### MATERIAL FOR THIS TASK
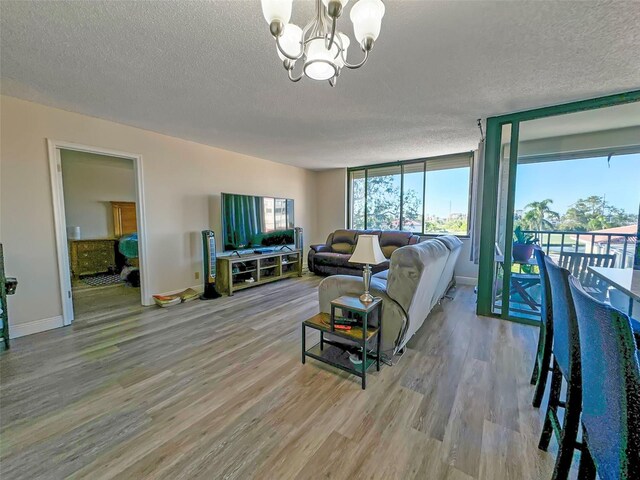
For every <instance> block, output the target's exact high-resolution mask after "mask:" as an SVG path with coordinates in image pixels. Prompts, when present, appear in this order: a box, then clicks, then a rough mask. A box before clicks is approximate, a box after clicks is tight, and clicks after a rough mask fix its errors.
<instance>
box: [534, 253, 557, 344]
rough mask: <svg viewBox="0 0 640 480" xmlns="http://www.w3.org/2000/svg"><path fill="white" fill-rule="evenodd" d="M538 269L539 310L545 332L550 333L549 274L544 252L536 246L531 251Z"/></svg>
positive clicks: (551, 334)
mask: <svg viewBox="0 0 640 480" xmlns="http://www.w3.org/2000/svg"><path fill="white" fill-rule="evenodd" d="M533 254H534V255H535V257H536V263H537V264H538V270H540V307H541V308H540V312H541V315H542V318H541V320H542V323H543V324H544V325H545V327H546V328H547V333H548V334H549V335H552V330H551V329H552V328H553V308H552V303H551V287H550V285H549V274H548V273H547V265H546V264H545V263H544V259H545V257H546V255H545V253H544V252H543V251H542V250H541V249H540V248H536V249H535V250H534V251H533Z"/></svg>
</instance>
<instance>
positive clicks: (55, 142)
mask: <svg viewBox="0 0 640 480" xmlns="http://www.w3.org/2000/svg"><path fill="white" fill-rule="evenodd" d="M49 157H50V169H51V180H52V193H53V203H54V219H55V231H56V240H57V254H58V266H59V271H60V285H61V300H62V306H63V319H64V325H69V324H70V323H71V322H72V321H73V320H74V319H82V320H90V319H93V318H99V317H100V316H101V315H104V314H105V313H109V314H112V313H113V312H114V311H118V310H122V311H127V310H130V309H131V308H135V307H137V306H139V305H141V304H142V305H148V304H149V303H150V302H148V294H147V288H148V282H147V281H146V280H147V275H146V273H147V272H146V268H145V267H146V265H147V263H146V261H145V260H146V248H145V240H146V236H145V233H146V232H145V221H144V220H145V218H144V195H143V190H142V159H141V157H140V156H139V155H135V154H128V153H124V152H118V151H111V150H105V149H102V148H96V147H89V146H83V145H77V144H69V143H64V142H56V141H53V140H50V141H49ZM145 300H147V301H145Z"/></svg>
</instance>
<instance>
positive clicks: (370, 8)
mask: <svg viewBox="0 0 640 480" xmlns="http://www.w3.org/2000/svg"><path fill="white" fill-rule="evenodd" d="M384 12H385V8H384V3H382V1H381V0H359V1H358V3H356V4H355V5H354V6H353V8H352V9H351V21H352V22H353V33H354V35H355V37H356V40H358V42H359V43H361V44H362V43H363V42H364V41H365V40H366V39H371V40H373V41H376V40H377V39H378V36H379V35H380V27H381V26H382V17H384Z"/></svg>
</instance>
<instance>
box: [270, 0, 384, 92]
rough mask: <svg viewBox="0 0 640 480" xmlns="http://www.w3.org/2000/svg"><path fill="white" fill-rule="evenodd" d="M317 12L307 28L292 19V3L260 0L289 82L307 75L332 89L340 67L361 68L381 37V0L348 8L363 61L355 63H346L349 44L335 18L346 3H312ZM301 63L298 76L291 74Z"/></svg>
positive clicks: (381, 19)
mask: <svg viewBox="0 0 640 480" xmlns="http://www.w3.org/2000/svg"><path fill="white" fill-rule="evenodd" d="M315 1H316V13H315V16H314V18H313V19H312V20H311V21H310V22H309V23H308V24H307V26H306V27H304V28H300V27H298V26H297V25H295V24H293V23H289V21H290V20H291V10H292V3H293V0H262V13H263V14H264V18H265V20H266V21H267V23H268V24H269V29H270V30H271V34H272V35H273V37H274V38H275V41H276V47H277V50H276V51H277V53H278V56H279V57H280V59H281V60H282V62H283V65H284V68H285V69H286V70H287V74H288V76H289V79H290V80H291V81H292V82H298V81H300V80H301V79H302V77H304V76H306V77H309V78H311V79H313V80H328V81H329V84H330V85H331V86H332V87H333V86H335V84H336V80H337V79H338V76H339V75H340V72H341V71H342V69H343V68H345V67H346V68H349V69H356V68H360V67H362V66H363V65H364V64H365V63H366V61H367V59H368V58H369V52H370V51H371V49H372V48H373V44H374V43H375V41H376V40H377V39H378V35H380V26H381V25H382V17H383V16H384V11H385V8H384V4H383V3H382V1H381V0H358V1H357V2H356V4H355V5H354V6H353V7H351V15H350V17H351V22H352V23H353V32H354V36H355V38H356V40H357V41H358V43H359V44H360V48H361V49H362V51H363V52H364V58H363V59H362V60H361V61H360V62H358V63H355V64H351V63H348V62H347V50H348V48H349V44H350V43H351V41H350V40H349V37H347V35H345V34H344V33H342V32H340V31H339V30H338V29H337V24H338V19H339V18H340V15H342V11H343V9H344V7H345V6H346V5H347V3H349V0H315ZM297 64H301V65H302V66H301V68H300V70H299V73H294V69H295V68H296V65H297Z"/></svg>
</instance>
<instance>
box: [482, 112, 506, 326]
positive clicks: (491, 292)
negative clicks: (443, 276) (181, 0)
mask: <svg viewBox="0 0 640 480" xmlns="http://www.w3.org/2000/svg"><path fill="white" fill-rule="evenodd" d="M501 136H502V124H501V123H500V122H499V121H498V119H496V118H489V119H487V136H486V139H485V142H486V143H485V151H484V155H485V162H484V188H483V197H482V222H481V223H482V225H481V228H480V262H479V270H478V304H477V305H478V307H477V312H478V315H487V316H491V315H492V314H493V312H492V303H493V299H492V297H493V271H494V260H495V258H494V255H495V238H496V216H497V213H498V212H497V208H498V201H497V199H498V177H499V172H500V143H501V142H500V138H501Z"/></svg>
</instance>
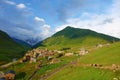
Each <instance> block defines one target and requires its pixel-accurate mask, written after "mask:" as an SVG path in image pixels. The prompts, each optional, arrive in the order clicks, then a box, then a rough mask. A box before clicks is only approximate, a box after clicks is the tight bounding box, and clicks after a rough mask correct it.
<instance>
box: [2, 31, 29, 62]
mask: <svg viewBox="0 0 120 80" xmlns="http://www.w3.org/2000/svg"><path fill="white" fill-rule="evenodd" d="M28 49H29V48H28V47H25V46H23V45H20V44H18V43H16V42H14V41H13V40H12V39H11V38H10V37H9V36H8V35H7V34H6V33H5V32H3V31H0V64H2V63H5V62H9V61H12V59H13V58H20V57H21V56H22V55H23V54H24V53H25V52H26V50H28Z"/></svg>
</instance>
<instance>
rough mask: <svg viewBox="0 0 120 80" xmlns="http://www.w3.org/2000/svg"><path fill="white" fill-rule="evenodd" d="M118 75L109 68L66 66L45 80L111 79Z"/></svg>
mask: <svg viewBox="0 0 120 80" xmlns="http://www.w3.org/2000/svg"><path fill="white" fill-rule="evenodd" d="M119 76H120V75H115V74H114V73H113V72H112V71H109V70H101V69H95V68H91V67H72V68H71V67H70V66H68V67H66V68H64V69H63V70H61V71H59V72H58V73H57V74H55V75H53V76H51V77H50V78H48V79H47V80H113V78H116V77H117V78H118V77H119Z"/></svg>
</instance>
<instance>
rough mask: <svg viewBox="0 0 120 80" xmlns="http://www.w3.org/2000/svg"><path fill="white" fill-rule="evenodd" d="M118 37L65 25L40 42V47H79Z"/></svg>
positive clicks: (80, 47)
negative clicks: (115, 36)
mask: <svg viewBox="0 0 120 80" xmlns="http://www.w3.org/2000/svg"><path fill="white" fill-rule="evenodd" d="M119 40H120V39H118V38H115V37H112V36H109V35H105V34H101V33H97V32H95V31H92V30H89V29H79V28H73V27H70V26H68V27H66V28H64V29H63V30H61V31H59V32H57V33H55V34H54V35H53V36H51V37H49V38H47V39H45V40H44V41H42V42H41V44H40V47H41V48H48V49H73V50H74V49H79V48H81V47H88V46H95V45H97V44H105V43H112V42H115V41H119Z"/></svg>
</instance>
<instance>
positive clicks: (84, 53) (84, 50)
mask: <svg viewBox="0 0 120 80" xmlns="http://www.w3.org/2000/svg"><path fill="white" fill-rule="evenodd" d="M85 54H88V50H86V49H85V48H81V49H80V51H79V55H85Z"/></svg>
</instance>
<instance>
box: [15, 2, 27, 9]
mask: <svg viewBox="0 0 120 80" xmlns="http://www.w3.org/2000/svg"><path fill="white" fill-rule="evenodd" d="M16 6H17V8H19V9H24V8H26V6H25V4H23V3H20V4H18V5H16Z"/></svg>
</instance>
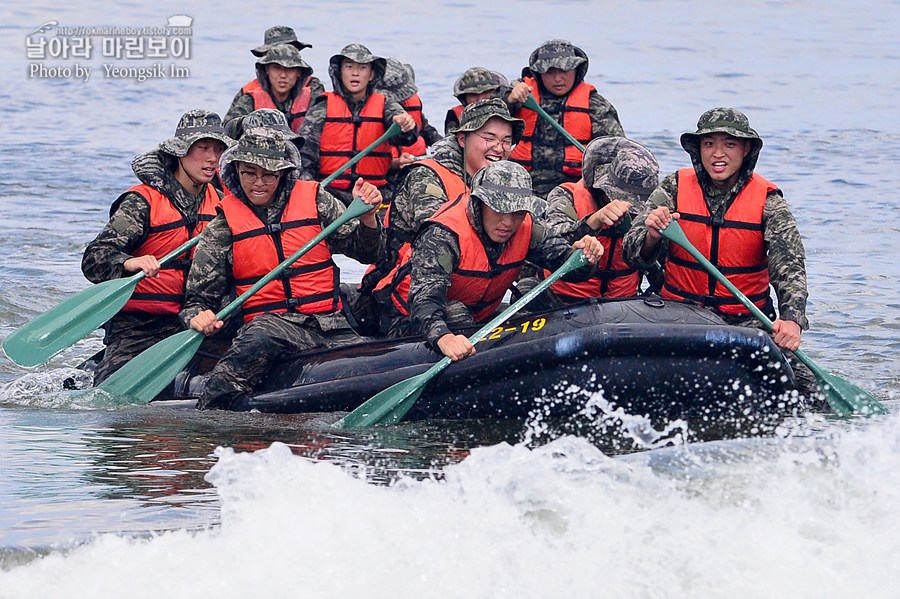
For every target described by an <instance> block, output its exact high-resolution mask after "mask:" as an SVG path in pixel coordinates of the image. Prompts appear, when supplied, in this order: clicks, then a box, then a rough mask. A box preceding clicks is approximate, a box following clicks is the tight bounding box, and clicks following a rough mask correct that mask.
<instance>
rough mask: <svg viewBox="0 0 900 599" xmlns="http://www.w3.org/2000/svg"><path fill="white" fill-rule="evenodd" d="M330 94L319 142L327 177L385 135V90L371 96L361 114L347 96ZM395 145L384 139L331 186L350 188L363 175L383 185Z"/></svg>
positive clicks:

### REQUIRED WORK
Only lines holding the word "correct" are wanted; copy each one from the listing.

### EXERCISE RESPONSE
Each <instance> block defines one target and requires its pixel-accurate mask, written after "mask:" as an SVG path in image pixels. The prompts, each optional, arrive in the order clicks, then a box, then a rough mask. A box before clicks is only approximate, a box after clicks is the tight bounding box, and clicks after a rough mask correct it.
For every target described by an <instance> block, output its exact high-resolution mask after "mask:" as an SVG path in pixel coordinates of the image. Prompts appear, when supplied, in this order: clicks, then a box, then a rough mask. A box preceding clicks is approximate, a box following clicks is the tight bounding box, and clicks following a rough mask correct that mask.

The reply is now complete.